- [Text provided]:
=======

Show what true team leadership is
 

As a leader on campus you are responsible for welcoming students to Dalhousie’s student teams, clubs, societies and organizations. Positive, welcoming traditions help others become part of a group. All students have the right to be welcomed and join in Dalhousie activities without being subjected to hazing.

Hazing can have serious, long-lasting effects on physical and emotional health. It’s important that you know how to identify hazing, understand the risks, learn how to protect yourself and others, and have confidence that you can help stop hazing.

If you think an activity or society tradition constitutes hazing you can:

Confront hazing

  • Approach your fellow team or group members and raise your concerns. Let them know that you don’t believe new members should have to go through what you did.
  • Try to convince others that the consequences are not worth it. The university takes hazing very seriously. Hazing incidents can result in charges under the Code of Student Conduct and suspension of the group.

Start positive traditions

  • Design positive activities to create belonging, friendship, and individual accomplishment without hazing. Suggest activities like:
    • a team hiking trip
    • a photo scavenger hunt on the waterfront
    • decorating group T-shirts
    • booking a bus to go kayaking at Terence Bay
    • a potluck meal and movie nights
    • signing up for intramural sports together
  • Build awareness of the value of your group: Invite alumni to an activity to discuss their positive experiences and what the group means to them.

=======

- [Provided records]:
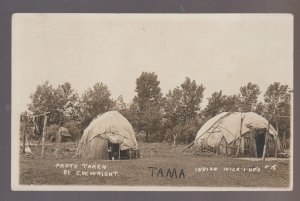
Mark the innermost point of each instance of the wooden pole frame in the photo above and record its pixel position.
(43, 136)
(265, 145)
(24, 134)
(240, 140)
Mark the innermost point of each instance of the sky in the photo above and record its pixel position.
(220, 51)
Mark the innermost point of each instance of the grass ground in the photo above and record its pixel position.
(37, 170)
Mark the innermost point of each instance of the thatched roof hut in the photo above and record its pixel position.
(108, 129)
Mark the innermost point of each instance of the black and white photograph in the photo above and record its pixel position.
(152, 102)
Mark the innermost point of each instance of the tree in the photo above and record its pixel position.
(249, 96)
(192, 95)
(173, 107)
(215, 104)
(96, 101)
(62, 102)
(120, 105)
(148, 100)
(69, 100)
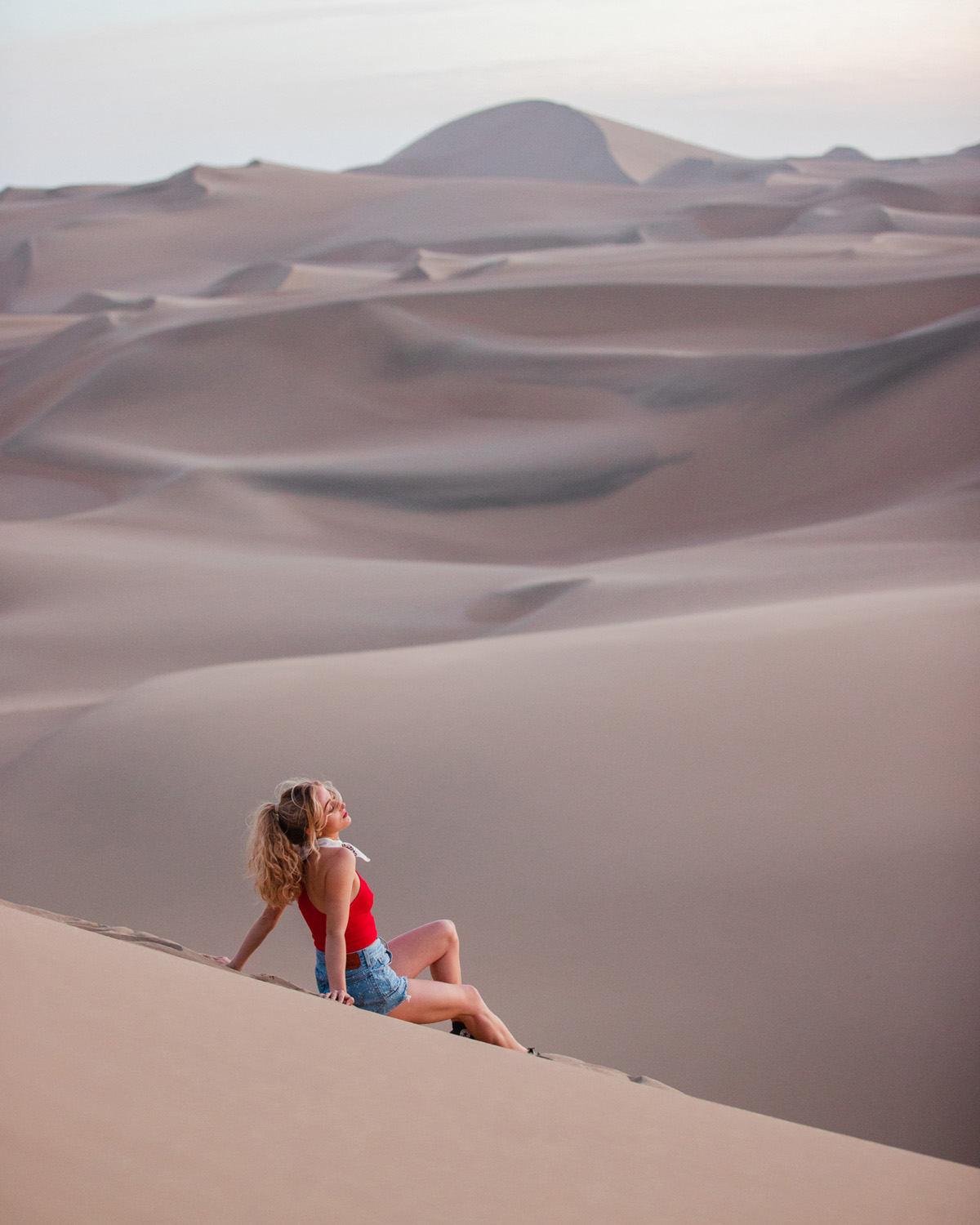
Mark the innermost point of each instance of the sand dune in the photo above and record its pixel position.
(137, 1107)
(539, 140)
(627, 505)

=======

- [List of tasks]:
(A) From the hazing guidance above the listing, reproduce word for word the passage starting with "Confront hazing" and going on through "what you did.".
(B) In the hazing guidance, what can hazing incidents result in?
(C) Pick up the hazing guidance from its final sentence and write what comes next.

- [Answers to the exercises]:
(A)
Confront hazing

  • Approach your fellow team or group members and raise your concerns. Let them know that you don’t believe new members should have to go through what you did.

(B) Charges under the Code of Student Conduct and suspension of the group.

(C)
  • Instill a sense of belonging: Host a welcoming event to officially welcome new members to your group, discuss hopes for the group’s future and share ideas for the year.
  • Improve the visibility of your group in the university community: Plan a joint event with a similar campus group to create more friendships and bonds.
  • Create traditions that are eligible for members’ Dalhousie Co-Curricular Record, such as working together on a humanitarian cause, developing an initiative for Community Day in early September, or volunteering together for Halifax festivals.

Take a stand

  • Refuse to participate and support others who refuse to participate.

Report hazing

  • Consider reporting the hazing. You can do so confidentially and anonymously.
  • Don’t yield to pressures to keep it a secret—that will only carry on the hazing cycle.

It takes courage to challenge hazing, but you can make a difference.